## DOCUMENT PASSAGE
Unreal. "hear about it in the general public". We get plenty of anecdotal evidence every single day. Besides your fellow wingnut, Piezoe, alluded to Shadowstats multiple times to defend the higher education cartel in their neverending tuition inflation.
Just more of his troll behavior. He'll ask you for "proof", then go ahead and dismiss the proof because HE decides it's a "fringe" site..(as he's done with Zerohedge).
This is why I laughed at the "discredited" statement, just after he posted the "anything you don't agree with is dismissed as fake".
I put "been discredited" in quotes because you were first to use it, back when Yglesias was the topic (and Max was criticizing his... appearance). I should have put a smiley on this one today, so I could claim I was laughing, too.

## ACTIVITY
Could you reproduce the comment thread word for word, from "Just more of" up to and including "was laughing, too."?

## RECORD EXCERPTS

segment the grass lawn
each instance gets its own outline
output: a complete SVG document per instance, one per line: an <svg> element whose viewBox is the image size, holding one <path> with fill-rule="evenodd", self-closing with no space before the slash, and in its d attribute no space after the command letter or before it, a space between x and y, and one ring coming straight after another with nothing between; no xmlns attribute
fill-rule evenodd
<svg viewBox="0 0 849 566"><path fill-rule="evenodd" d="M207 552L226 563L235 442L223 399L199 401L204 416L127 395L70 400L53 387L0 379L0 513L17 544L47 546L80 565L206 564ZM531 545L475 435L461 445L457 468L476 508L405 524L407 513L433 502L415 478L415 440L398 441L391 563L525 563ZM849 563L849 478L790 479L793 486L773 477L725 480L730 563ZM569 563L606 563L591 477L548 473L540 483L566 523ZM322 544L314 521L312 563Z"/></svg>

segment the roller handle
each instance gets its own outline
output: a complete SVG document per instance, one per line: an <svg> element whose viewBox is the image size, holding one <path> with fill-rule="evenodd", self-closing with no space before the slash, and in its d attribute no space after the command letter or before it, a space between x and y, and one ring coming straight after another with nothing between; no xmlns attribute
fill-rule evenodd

## EXERCISE SOLUTION
Just more of his troll behavior. He'll ask you for "proof", then go ahead and dismiss the proof because HE decides it's a "fringe" site..(as he's done with Zerohedge).
This is why I laughed at the "discredited" statement, just after he posted the "anything you don't agree with is dismissed as fake".
I put "been discredited" in quotes because you were first to use it, back when Yglesias was the topic (and Max was criticizing his... appearance). I should have put a smiley on this one today, so I could claim I was laughing, too.